* [WHAT IS NEEDED] Please transcribe the stretch of the regression passage from "The coefficient estimates for Y onto X (1.9829)" through "print(coef_yx)".

* [READING PASSAGE]
════

The coefficient estimates for Y onto X (1.9829) and X onto Y (0.4972) are different. This occurs because X and Y do not have the same variance, and there is added noise in Y = 2X + error. The presence of error (random noise) disrupts the perfect linear relationship, causing the two regression coefficients to differ.
set.seed(42)
n <- 100
X <- rnorm(n, mean = 10, sd = 5)
Y <- 2 * X + rnorm(n, mean = 0, sd = 3)
model_xy <- lm(Y ~ X - 1)
model_yx <- lm(X ~ Y - 1)
coef_xy <- coef(model_xy)
coef_yx <- coef(model_yx)
print(coef_xy)
## X
## 1.982863
print(coef_yx)
## Y
## 0.497212
The coefficient estimates for Y onto X and X onto Y are both 1, meaning they are identical. This occurs because Y = X without any added noise, ensuring a perfect linear relationship where Var(X) = Var(Y).
set.seed(42)
n <- 100
X <- rnorm(n, mean = 10, sd = 5)
Y <- X # Perfect linear relationship
model_xy_equal <- lm(Y ~ X - 1)
model_yx_equal <- lm(X ~ Y - 1)
coef_xy_equal <- coef(model_xy_equal)
coef_yx_equal <- coef(model_yx_equal)
print(coef_xy_equal)
## X
## 1
print(coef_yx_equal)
## Y
## 1

════

Extracted data entries
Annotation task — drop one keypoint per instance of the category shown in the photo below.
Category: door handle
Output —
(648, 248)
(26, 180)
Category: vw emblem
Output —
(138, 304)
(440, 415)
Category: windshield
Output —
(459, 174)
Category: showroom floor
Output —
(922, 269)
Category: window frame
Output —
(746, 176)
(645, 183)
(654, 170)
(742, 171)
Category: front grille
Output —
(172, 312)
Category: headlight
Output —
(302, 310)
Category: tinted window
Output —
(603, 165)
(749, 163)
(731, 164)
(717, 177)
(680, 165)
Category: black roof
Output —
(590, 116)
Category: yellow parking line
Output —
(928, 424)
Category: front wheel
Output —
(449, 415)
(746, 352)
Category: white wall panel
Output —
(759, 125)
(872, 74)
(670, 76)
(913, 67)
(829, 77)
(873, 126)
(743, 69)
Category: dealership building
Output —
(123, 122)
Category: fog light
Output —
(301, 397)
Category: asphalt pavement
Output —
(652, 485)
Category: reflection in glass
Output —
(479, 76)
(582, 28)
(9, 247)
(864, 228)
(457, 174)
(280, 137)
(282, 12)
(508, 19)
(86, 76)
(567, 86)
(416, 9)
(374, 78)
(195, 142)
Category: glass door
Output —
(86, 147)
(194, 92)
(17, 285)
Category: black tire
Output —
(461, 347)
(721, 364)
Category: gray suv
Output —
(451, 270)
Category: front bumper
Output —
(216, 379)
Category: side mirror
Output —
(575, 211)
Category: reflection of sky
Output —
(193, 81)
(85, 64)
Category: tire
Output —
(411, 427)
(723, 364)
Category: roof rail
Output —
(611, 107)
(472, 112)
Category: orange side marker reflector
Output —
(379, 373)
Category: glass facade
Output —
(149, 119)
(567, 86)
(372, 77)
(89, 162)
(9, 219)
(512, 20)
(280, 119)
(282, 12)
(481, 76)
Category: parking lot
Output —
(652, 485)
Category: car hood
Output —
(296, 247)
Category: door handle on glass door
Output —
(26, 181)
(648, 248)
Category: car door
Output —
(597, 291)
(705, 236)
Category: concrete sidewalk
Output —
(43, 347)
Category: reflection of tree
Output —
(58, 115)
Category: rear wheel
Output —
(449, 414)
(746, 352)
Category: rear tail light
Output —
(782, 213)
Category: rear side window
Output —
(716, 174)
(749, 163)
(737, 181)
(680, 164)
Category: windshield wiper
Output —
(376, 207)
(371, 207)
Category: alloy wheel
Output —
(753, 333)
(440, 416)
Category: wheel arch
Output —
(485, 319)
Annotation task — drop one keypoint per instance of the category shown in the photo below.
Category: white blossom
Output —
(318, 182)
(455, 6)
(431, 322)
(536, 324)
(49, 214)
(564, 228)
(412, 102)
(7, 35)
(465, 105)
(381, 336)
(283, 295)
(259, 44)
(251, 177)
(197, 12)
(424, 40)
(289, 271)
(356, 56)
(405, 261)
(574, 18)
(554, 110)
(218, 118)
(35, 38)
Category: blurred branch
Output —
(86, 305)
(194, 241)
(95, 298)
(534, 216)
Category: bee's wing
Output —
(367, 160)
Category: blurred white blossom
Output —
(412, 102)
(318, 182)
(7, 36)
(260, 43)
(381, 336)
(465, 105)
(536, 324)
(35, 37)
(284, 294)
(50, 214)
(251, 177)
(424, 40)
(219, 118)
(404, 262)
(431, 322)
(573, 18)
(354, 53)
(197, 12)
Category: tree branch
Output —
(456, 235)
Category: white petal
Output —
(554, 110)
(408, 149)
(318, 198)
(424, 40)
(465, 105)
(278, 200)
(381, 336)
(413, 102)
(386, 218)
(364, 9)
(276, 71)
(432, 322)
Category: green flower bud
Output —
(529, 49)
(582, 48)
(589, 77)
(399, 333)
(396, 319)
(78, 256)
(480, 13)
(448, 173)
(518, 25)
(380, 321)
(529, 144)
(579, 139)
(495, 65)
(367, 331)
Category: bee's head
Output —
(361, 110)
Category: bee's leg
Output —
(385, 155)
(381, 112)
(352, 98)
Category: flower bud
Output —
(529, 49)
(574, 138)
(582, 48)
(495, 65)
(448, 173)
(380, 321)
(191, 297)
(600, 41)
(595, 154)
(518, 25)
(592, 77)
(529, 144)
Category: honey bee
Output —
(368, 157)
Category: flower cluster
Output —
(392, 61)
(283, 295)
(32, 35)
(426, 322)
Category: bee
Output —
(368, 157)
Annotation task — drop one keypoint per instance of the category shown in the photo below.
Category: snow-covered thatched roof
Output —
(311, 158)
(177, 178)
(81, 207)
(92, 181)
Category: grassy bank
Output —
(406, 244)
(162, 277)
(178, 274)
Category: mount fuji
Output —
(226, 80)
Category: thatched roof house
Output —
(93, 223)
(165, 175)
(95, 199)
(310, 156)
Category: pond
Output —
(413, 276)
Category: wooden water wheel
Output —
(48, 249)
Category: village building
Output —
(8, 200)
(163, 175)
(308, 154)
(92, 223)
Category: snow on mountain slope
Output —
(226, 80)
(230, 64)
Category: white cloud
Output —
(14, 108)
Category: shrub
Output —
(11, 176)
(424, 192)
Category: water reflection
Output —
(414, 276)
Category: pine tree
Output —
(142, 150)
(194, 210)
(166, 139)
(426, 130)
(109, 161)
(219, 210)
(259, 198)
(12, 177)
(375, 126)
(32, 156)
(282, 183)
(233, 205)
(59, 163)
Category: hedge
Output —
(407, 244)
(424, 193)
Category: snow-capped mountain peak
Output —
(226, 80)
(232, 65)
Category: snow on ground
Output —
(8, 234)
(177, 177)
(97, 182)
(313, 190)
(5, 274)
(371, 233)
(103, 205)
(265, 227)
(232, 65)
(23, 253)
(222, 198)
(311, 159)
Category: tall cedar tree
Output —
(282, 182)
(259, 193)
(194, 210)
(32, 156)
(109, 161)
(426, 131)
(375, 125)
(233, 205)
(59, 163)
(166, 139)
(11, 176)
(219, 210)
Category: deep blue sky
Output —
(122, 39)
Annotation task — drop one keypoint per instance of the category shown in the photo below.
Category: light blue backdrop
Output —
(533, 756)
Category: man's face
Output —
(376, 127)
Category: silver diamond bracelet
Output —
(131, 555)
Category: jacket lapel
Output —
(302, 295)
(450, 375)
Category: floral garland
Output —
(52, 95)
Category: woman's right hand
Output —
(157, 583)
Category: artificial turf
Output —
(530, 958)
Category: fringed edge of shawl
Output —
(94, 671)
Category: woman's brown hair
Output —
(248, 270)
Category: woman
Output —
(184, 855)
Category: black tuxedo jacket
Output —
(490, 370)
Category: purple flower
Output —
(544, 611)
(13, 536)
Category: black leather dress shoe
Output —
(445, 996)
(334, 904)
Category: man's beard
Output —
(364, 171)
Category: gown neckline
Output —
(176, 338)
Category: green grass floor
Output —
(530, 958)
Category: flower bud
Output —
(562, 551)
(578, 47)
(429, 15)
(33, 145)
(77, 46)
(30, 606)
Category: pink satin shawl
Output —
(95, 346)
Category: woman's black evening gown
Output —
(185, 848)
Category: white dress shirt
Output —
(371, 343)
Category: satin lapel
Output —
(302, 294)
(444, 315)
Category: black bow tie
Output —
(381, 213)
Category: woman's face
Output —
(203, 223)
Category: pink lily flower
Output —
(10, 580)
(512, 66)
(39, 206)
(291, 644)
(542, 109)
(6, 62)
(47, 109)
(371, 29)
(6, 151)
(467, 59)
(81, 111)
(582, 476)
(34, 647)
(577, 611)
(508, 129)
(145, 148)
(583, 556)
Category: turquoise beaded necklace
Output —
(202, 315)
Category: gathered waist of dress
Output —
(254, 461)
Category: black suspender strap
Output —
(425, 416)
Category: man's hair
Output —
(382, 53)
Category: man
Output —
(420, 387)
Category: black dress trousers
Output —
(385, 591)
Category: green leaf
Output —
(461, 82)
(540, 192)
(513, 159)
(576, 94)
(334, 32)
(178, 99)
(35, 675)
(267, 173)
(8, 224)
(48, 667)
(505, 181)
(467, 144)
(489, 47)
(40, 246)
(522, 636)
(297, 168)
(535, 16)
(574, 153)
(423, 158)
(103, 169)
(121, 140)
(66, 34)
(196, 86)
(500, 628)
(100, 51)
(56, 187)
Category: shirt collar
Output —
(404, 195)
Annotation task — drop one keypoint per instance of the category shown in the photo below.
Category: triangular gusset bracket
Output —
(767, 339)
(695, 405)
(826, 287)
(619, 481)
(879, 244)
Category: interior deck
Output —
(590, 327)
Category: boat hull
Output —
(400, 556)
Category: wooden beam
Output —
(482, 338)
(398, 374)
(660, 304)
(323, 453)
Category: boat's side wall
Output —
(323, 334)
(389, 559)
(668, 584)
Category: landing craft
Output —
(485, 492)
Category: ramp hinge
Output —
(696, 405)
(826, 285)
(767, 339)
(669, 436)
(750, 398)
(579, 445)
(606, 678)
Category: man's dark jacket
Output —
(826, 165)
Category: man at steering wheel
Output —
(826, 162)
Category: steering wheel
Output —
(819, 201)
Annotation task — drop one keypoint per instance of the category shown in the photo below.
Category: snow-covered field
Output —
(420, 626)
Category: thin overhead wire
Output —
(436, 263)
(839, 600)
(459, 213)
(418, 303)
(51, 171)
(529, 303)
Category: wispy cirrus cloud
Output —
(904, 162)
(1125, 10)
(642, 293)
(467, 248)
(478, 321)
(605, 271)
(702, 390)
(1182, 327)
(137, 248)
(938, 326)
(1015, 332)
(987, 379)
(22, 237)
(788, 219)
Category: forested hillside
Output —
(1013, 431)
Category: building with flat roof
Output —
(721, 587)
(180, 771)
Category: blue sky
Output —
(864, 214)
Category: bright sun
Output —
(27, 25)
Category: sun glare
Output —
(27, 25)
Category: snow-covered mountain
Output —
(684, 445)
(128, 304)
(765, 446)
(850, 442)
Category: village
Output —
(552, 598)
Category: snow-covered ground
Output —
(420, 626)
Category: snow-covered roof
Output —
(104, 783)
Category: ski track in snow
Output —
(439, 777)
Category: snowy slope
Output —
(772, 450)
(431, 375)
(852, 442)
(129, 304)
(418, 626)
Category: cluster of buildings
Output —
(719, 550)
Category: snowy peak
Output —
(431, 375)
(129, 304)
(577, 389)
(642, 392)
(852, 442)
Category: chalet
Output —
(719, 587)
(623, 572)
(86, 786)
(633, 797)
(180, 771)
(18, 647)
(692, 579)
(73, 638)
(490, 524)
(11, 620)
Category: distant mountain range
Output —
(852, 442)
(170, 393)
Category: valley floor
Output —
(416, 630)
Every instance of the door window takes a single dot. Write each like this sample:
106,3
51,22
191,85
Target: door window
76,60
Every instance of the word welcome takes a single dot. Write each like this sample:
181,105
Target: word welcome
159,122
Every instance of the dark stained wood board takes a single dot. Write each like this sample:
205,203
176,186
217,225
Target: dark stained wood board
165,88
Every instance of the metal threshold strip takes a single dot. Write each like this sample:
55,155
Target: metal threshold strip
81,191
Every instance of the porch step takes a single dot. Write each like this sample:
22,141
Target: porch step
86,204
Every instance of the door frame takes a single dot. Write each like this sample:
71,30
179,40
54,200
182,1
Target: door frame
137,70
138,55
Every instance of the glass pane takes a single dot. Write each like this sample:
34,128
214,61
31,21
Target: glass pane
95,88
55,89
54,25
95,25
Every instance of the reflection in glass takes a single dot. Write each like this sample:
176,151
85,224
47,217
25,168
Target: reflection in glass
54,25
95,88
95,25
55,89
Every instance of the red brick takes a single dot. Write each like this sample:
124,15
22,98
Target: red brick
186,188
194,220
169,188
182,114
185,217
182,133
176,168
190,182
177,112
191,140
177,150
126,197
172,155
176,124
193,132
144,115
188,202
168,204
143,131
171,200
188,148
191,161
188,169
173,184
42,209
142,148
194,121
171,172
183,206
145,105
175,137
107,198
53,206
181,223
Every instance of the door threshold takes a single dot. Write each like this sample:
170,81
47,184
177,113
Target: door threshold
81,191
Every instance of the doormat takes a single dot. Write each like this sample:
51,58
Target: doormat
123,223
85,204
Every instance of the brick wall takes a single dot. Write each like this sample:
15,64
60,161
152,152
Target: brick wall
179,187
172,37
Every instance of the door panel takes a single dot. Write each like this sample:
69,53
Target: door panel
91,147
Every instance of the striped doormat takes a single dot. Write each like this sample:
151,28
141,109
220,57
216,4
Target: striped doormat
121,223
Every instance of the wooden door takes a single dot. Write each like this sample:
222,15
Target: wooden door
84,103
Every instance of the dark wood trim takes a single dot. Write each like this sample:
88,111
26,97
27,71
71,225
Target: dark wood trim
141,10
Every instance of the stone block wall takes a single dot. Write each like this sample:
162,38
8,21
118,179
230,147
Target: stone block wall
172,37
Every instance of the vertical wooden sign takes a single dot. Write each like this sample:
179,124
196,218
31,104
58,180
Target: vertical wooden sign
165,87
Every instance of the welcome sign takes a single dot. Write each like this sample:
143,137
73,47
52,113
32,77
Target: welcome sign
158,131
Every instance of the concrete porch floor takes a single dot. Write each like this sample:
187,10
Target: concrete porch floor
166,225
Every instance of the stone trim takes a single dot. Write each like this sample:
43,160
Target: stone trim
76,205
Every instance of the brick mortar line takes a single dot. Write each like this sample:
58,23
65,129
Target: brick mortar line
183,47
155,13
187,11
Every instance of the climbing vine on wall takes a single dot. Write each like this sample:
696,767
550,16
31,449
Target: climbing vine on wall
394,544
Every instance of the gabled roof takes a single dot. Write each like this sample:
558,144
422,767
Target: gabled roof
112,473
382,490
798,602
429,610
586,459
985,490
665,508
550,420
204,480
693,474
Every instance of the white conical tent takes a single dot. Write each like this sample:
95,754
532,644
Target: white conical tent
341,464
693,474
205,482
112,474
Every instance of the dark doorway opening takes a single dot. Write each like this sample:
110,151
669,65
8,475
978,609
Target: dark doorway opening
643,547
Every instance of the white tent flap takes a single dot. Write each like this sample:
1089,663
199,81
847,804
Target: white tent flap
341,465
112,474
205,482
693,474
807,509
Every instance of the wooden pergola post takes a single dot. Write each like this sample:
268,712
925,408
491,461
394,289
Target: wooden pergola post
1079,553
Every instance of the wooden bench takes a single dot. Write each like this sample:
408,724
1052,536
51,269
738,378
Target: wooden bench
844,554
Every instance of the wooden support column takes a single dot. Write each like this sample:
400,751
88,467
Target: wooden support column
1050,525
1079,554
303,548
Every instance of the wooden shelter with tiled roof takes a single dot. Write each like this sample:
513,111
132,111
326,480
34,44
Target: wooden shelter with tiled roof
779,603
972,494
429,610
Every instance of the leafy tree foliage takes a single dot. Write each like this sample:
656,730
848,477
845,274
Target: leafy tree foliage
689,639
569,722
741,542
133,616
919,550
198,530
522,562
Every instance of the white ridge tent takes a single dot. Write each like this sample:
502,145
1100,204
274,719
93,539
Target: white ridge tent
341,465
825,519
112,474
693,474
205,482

════

* [OUTPUT BELOW]
The coefficient estimates for Y onto X (1.9829) and X onto Y (0.4972) are different. This occurs because X and Y do not have the same variance, and there is added noise in Y = 2X + error. The presence of error (random noise) disrupts the perfect linear relationship, causing the two regression coefficients to differ.
set.seed(42)
n <- 100
X <- rnorm(n, mean = 10, sd = 5)
Y <- 2 * X + rnorm(n, mean = 0, sd = 3)
model_xy <- lm(Y ~ X - 1)
model_yx <- lm(X ~ Y - 1)
coef_xy <- coef(model_xy)
coef_yx <- coef(model_yx)
print(coef_xy)
## X
## 1.982863
print(coef_yx)